_Activity_
Among the records below, one line contains "Where might I find the tree"; copy that line and all that follow it, exactly as written.

_Supplied data_

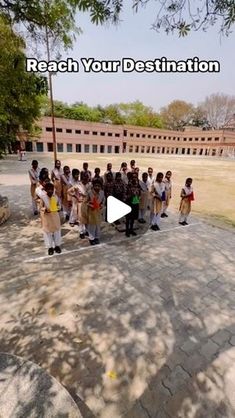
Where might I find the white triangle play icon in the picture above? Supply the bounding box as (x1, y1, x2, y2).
(107, 196, 132, 223)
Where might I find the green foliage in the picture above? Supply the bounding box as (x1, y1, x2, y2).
(43, 99, 164, 128)
(0, 16, 48, 156)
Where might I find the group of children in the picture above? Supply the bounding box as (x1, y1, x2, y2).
(28, 159, 194, 255)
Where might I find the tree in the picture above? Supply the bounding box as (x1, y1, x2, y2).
(160, 100, 195, 130)
(0, 0, 123, 49)
(119, 101, 163, 128)
(133, 0, 235, 36)
(0, 16, 47, 157)
(1, 1, 234, 46)
(200, 93, 235, 129)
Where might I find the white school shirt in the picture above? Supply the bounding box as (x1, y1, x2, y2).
(152, 181, 165, 198)
(182, 185, 193, 196)
(139, 181, 148, 192)
(51, 168, 63, 181)
(28, 168, 40, 185)
(164, 178, 172, 192)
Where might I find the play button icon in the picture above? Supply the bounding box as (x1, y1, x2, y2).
(107, 196, 132, 223)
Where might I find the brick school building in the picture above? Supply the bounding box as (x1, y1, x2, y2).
(18, 116, 235, 158)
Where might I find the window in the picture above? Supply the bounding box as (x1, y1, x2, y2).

_Exercise response_
Where might I find the tree in the picture above? Supply the bounding box as (x1, y1, x2, y2).
(160, 100, 195, 130)
(0, 0, 123, 49)
(119, 101, 163, 128)
(133, 0, 235, 36)
(0, 16, 47, 157)
(1, 1, 234, 46)
(200, 93, 235, 129)
Where might I find the white school shirt in the picture above? Supply the bounding box as (x1, y1, x2, y2).
(152, 181, 165, 198)
(182, 185, 193, 196)
(139, 181, 148, 192)
(51, 168, 63, 181)
(28, 168, 40, 185)
(164, 178, 172, 192)
Where might I find the play button icon in the picture above? Supply the bounding box as (x1, y1, x2, y2).
(107, 196, 132, 223)
Where might I find the brick school building in the picture above? Supply the bounding box as (x1, y1, x2, y2).
(18, 116, 235, 158)
Where might I find the window in the picture above? Supply the bounding box as (x1, y1, x2, y2).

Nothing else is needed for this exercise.